[Point annotation records]:
****
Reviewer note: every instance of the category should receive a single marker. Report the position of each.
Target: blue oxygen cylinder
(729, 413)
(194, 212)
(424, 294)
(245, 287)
****
[TASK INSTRUCTIONS]:
Reproduce every line of the records above, requests included, and scale each coordinate in the answers by 1.2, rounding to the nearest whole number with halves rounded up.

[THE OUTPUT]:
Reviewer note: every instance of the category should receive a single marker. Report the position of each.
Target: blue oxygen cylinder
(875, 496)
(233, 254)
(509, 353)
(294, 344)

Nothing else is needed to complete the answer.